● Work request
In the records below, find each line holding the word "badge" and copy it.

● Spatial localization data

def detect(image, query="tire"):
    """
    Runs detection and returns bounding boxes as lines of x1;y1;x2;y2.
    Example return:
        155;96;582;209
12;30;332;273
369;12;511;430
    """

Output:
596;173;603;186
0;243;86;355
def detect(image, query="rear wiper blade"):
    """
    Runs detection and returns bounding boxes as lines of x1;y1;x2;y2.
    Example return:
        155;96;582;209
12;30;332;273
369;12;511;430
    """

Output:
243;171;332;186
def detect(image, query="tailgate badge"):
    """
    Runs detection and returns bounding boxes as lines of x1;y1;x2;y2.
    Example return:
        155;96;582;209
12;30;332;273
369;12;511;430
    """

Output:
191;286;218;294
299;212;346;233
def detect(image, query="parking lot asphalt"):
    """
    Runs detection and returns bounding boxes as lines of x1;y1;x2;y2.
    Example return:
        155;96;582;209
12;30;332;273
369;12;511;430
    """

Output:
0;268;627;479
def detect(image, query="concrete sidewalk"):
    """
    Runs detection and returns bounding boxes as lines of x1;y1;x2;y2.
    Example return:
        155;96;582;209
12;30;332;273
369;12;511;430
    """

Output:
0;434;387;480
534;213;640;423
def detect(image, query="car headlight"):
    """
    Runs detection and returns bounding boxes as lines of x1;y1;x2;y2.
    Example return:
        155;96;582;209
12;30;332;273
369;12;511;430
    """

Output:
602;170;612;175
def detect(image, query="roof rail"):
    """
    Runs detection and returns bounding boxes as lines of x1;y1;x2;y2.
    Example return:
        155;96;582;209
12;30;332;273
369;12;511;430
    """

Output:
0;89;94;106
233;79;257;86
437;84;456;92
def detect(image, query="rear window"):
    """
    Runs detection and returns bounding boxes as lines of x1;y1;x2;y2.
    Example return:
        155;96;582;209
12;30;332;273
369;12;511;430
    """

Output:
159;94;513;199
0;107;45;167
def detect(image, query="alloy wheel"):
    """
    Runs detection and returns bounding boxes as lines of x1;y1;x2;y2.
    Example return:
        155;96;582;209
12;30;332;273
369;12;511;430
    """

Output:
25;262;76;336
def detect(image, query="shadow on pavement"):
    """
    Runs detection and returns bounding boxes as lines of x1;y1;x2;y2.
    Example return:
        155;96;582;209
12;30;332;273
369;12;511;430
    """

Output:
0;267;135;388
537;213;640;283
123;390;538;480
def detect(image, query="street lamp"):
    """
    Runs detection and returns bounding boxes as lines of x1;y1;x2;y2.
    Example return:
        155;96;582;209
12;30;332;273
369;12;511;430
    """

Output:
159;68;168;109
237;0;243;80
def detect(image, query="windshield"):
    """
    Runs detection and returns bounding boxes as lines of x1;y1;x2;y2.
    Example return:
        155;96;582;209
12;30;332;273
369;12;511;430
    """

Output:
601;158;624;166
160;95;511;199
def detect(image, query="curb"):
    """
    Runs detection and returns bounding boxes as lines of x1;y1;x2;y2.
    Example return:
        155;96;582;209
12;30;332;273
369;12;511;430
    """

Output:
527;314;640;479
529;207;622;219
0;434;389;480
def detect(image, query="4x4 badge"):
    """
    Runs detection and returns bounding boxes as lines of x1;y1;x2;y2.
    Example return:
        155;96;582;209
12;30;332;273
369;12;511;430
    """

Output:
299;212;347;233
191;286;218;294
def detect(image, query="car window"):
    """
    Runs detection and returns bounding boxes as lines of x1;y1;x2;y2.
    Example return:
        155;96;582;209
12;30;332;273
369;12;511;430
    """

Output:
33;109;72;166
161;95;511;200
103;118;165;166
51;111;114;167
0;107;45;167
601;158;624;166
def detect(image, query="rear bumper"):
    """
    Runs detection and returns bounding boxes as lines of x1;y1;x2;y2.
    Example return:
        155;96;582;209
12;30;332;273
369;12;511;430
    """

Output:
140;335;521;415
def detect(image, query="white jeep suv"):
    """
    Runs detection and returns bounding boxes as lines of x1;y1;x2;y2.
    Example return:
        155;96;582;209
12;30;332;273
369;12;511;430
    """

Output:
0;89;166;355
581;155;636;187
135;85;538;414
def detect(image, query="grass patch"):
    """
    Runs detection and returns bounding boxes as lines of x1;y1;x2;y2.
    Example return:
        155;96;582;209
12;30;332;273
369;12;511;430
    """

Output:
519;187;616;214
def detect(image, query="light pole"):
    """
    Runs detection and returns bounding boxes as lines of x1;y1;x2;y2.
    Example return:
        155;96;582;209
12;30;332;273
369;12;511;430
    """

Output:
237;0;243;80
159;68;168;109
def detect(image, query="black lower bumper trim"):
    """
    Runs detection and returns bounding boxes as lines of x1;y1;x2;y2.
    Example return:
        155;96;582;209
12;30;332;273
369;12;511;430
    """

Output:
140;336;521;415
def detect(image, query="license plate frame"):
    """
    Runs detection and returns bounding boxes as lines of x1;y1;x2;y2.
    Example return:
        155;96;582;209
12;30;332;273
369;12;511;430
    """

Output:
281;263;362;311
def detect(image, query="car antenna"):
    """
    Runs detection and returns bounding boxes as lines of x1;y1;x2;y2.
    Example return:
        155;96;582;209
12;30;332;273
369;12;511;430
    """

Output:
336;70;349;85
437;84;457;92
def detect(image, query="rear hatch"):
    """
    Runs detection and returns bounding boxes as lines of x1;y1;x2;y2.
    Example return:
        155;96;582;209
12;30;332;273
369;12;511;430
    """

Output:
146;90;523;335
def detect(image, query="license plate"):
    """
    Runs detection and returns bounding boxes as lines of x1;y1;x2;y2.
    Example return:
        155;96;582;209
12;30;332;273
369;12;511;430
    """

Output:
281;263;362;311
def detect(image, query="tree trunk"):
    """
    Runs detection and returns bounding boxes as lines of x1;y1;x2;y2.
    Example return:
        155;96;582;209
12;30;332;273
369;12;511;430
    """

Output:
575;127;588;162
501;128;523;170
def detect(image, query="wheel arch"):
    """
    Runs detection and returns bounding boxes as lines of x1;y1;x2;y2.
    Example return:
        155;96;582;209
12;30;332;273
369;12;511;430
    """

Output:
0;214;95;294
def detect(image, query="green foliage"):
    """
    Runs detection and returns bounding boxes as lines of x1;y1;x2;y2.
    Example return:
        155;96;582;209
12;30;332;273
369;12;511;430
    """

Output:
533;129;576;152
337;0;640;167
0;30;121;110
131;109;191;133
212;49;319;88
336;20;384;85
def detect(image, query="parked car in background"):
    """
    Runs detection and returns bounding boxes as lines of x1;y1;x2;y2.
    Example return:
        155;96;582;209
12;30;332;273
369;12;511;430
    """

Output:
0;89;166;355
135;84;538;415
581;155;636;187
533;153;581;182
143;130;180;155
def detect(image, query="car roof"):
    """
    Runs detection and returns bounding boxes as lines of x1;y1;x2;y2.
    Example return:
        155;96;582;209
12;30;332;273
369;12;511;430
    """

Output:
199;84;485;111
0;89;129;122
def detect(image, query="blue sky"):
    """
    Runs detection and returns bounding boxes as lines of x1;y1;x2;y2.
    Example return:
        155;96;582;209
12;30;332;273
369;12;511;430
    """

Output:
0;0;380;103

● Answer to the problem
def detect(image, query="tailgate badge"):
def detect(image, query="4x4 badge"):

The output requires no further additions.